[Lines of data]
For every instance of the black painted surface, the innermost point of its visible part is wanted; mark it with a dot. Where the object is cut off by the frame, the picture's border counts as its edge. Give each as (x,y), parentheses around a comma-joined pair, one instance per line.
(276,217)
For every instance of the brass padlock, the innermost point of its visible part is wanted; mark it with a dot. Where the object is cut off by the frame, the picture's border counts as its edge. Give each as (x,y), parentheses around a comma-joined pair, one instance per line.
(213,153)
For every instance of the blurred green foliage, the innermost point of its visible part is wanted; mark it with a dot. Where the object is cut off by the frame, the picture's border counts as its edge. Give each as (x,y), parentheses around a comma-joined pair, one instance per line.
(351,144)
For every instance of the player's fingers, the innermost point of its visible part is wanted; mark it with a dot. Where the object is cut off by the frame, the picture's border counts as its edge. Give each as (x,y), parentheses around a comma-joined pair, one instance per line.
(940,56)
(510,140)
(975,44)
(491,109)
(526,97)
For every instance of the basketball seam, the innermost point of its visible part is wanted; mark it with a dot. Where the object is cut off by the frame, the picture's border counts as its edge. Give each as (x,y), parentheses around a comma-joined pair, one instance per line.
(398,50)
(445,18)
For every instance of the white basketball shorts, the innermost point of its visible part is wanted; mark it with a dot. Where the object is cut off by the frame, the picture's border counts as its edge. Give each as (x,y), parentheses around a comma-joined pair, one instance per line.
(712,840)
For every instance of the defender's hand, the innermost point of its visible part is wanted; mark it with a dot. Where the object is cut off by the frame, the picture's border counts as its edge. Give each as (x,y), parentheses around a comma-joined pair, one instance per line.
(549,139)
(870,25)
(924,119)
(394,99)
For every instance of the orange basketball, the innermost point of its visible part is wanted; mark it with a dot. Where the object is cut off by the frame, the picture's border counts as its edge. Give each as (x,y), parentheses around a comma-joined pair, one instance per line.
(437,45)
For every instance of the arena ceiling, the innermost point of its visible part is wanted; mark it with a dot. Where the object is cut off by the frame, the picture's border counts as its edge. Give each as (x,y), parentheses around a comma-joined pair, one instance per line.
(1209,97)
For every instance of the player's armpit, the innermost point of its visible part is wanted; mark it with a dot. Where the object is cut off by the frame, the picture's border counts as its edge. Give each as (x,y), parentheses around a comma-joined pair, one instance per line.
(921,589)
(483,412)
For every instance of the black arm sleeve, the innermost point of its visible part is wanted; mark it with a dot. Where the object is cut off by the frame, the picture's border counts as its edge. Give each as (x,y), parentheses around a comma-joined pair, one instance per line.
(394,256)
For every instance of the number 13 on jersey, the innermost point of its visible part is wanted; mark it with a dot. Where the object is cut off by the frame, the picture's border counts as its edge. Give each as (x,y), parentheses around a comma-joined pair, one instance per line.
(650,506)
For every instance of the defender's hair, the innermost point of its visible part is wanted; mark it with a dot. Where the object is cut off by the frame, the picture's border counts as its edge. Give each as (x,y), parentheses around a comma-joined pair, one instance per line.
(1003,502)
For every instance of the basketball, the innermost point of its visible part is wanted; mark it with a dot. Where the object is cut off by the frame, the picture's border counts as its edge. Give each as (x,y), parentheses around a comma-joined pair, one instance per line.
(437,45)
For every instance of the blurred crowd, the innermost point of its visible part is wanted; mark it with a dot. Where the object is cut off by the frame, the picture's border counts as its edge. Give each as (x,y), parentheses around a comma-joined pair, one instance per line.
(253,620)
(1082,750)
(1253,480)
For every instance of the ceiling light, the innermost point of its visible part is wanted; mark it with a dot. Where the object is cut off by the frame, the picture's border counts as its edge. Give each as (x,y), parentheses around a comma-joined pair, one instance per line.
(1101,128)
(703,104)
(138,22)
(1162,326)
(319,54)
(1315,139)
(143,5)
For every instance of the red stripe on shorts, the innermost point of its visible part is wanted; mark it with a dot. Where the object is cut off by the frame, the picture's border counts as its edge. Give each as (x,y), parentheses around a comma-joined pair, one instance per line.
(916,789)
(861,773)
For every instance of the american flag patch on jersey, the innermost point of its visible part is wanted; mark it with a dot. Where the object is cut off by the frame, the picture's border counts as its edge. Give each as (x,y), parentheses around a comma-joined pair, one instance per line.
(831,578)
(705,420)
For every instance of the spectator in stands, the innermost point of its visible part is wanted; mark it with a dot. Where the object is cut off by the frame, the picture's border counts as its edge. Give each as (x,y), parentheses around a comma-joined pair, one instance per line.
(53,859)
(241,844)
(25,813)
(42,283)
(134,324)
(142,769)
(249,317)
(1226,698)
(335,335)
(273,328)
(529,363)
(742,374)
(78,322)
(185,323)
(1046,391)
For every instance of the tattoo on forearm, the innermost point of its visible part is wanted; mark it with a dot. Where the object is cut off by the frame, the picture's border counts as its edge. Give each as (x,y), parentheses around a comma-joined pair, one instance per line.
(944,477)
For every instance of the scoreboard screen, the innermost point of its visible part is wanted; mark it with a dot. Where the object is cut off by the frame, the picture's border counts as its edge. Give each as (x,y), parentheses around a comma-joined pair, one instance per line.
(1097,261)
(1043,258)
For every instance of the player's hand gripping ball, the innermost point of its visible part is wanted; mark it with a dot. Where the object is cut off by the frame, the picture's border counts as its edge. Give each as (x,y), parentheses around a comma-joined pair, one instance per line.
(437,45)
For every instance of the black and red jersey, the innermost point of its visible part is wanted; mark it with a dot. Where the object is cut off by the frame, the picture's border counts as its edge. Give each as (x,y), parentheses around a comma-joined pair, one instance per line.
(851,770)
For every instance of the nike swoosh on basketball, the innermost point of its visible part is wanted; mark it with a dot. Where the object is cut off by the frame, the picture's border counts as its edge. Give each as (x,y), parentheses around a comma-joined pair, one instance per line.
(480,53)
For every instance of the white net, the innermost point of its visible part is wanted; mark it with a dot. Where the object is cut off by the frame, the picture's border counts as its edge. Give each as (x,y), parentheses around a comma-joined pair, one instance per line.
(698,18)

**Exercise requirements**
Would you reproduce the material above in full, exactly as given?

**Answer to the exercise**
For every instance of the black painted surface, the innermost point of its visible part is wanted; mark it with a dot. Where the object is cut off by the frame, the picture's border counts as its edge. Give each as (x,y), parentheses around a comma-joined pair, one instance per line.
(276,217)
For every instance of the brass padlock, the innermost point of its visible part is wanted; mark it with a dot. Where the object is cut off by the frame, the picture's border counts as its edge. Give each as (x,y), parentheses around a comma-joined pair, one instance per line.
(213,153)
For every instance of the blurred green foliage, the innermost point of its visible part is wanted; mark it with a dot. Where the object is cut off by the frame, the picture's border counts as its edge. Give each as (x,y), parentheses around a comma-joined pair, one instance per line.
(351,144)
For every instance of the player's fingers, the innermost point of its visible part is wanted; mark it with a dot. Where the object is cut off by the frame, the picture's border counts as its edge. Give each as (x,y), parentheses around a comma-joined pair, one instance per line.
(940,56)
(510,140)
(975,44)
(491,109)
(526,97)
For every instance of the basketball seam, the innermost point of its visible part is wanted; mark it with a dot. Where the object is cut off by the frame, the picture's border counts as its edge. Give each as (x,y), parentheses around a comma-joined pair, one instance per line.
(398,50)
(445,18)
For every instance of the white basketball shorts, the innermost point of its visible part is wanted; mark it with a dot. Where the object is cut off by the frame, the picture's border counts as its edge. Give each as (x,y), parentheses around a comma-joined pair, one instance per line.
(712,840)
For every instance of the defender's hand, the innermost point of its visible part is wanted; mark it with a dot. Where the object is cut off by the frame, the picture's border counts as its edge. Give each as (x,y), parentheses around a comma-joined pair, one instance per line.
(549,139)
(870,25)
(924,119)
(394,99)
For every instance of the orange basketball, the innermost point of its visible part is wanted; mark it with a dot. Where the object is cut off by the frame, the picture's border counts as its edge. Give each as (x,y), parentheses around a comma-joined pair, one instance per line.
(437,45)
For every instance of the arena ceiling, the innermost point of its visible part is wanted; mark it with a dot. Where the object is cut off by the frame, the picture's border counts as its edge. Give each as (x,y), parentheses around a comma-joined pair, one instance per line.
(1209,97)
For every instance of the player's armpit, the innermost point of its visible part is wanted; mark it with a dot. Where the object is cut off by the frame, the picture's border counts as its edge. Give each as (x,y), parentheses around a comma-joined pair, one instance per line.
(921,589)
(483,412)
For every instance of the black arm sleeve, the innermost point of its visible part is wanted; mark it with a dot. Where the object is cut off by the frame, the picture's border counts as its edge. Give each as (x,y), parentheses around a comma-joined pair, one instance per line.
(394,256)
For every instance of the number 13 on jersey, the innermost point of its visible part is wanted; mark it with a dot. Where the object is cut off by the frame, the picture's border counts as its edge. Give each as (x,y), parentheses around a comma-joined pair, one instance per line.
(650,506)
For every instance of the defender's hair, the innermost point of its visible part is wanted; mark it with a dot. Where the object is cut off by the frame, the picture's border counts as its edge. Give each as (x,y), parentheses around a comma-joined pair, one instance per line.
(1003,502)
For every instance of the basketball, the innermost point of its visible part is wanted; mark it with a dot. Where the object is cut off by the frame, the picture's border counts as its edge. Give each as (x,y), parentheses around a comma-joined pair, one instance per line.
(437,45)
For every instance of the blurred crowd, the innermost point of its visible part is wanted; mark it with a dot. Where the object is cut off by the frame, the picture's border counts as its edge. Give each as (x,y), parentheses around a comma-joined pair, one instance per line.
(253,620)
(1082,750)
(1253,480)
For every instance of the ceiling light, the innermost point of its visible part is wanted; mark it with a dot. Where the object is cut off by the frame, the picture's border counts as its edge. Give each as (x,y), parentheses around a comma-joined pair, one instance per line.
(1101,128)
(703,104)
(138,22)
(1162,326)
(319,54)
(1315,139)
(143,5)
For every instance of the red stripe on shorts, the innermost point of its visible part is wanted; mark it with a dot. Where the object is cut off by the frame, the picture's border counts as its edge. Give each as (x,y), parentheses around a comma-joined pair, one instance per line.
(916,789)
(861,773)
For every instance of the american flag patch on jersey, the innermost point of its visible part is wanted; mark it with a dot. Where the object is cut off by the frame, the picture's border counts as its edge. Give each as (x,y), parentheses around a comma-joined pair, one instance per line.
(831,578)
(705,420)
For every instance of the spectator in stands, the innermost point of its visible part is wanted; mark it with a dot. Where the object is cut off by the frame, the picture's border counts as its edge. Give each as (x,y), parentheses around a comma-joined pair, one instance per line.
(53,859)
(241,844)
(25,813)
(42,283)
(134,324)
(142,769)
(249,317)
(1226,698)
(335,335)
(273,328)
(529,363)
(742,374)
(78,322)
(185,323)
(1046,391)
For every instance of the tattoo on forearm, the innermost point of its visible part is wanted; mark it with a dot. Where the object is cut off by the frame, the picture's border counts as its edge. Give each as (x,y), parentheses around a comma-joined pair, one instance per line.
(944,477)
For every instance of the scoreboard screen, the innermost point of its visible part is wanted; mark it with a dot. Where the object is cut off by the frame, the picture's border counts as its edge. Give each as (x,y), parentheses around a comma-joined pair, one instance per line.
(1097,261)
(1043,258)
For every instance of the player's hand gripping ball, the innermost point of its visible part is wanted; mark it with a dot. Where the object is cut off by the frame, the picture's border counts as its edge. Give each as (x,y), parentheses around a comma-joined pair, one instance per line.
(437,45)
For every instance of the black and red jersey, the innermost point of its visible part is wanted; mark it with a dot. Where the object is cut off by the frame, the picture's border counts as its edge. Give each as (x,y), parentheses around a comma-joined pair, one instance per line.
(851,770)
For every instance of the nike swoosh on basketball, the innermost point of its visible part is wanted; mark it with a dot. Where the object is cut off by the frame, the picture's border counts as its edge. Give each as (x,y), parentheses around a comma-joined pair, one instance per line.
(480,53)
For every instance of the white net, the innermost point of its visible part is wanted; mark it with a dot. Where the object is cut off by the frame, the picture's border counts as its edge. Give each as (x,y), parentheses around a comma-joined pair, one instance per line.
(698,18)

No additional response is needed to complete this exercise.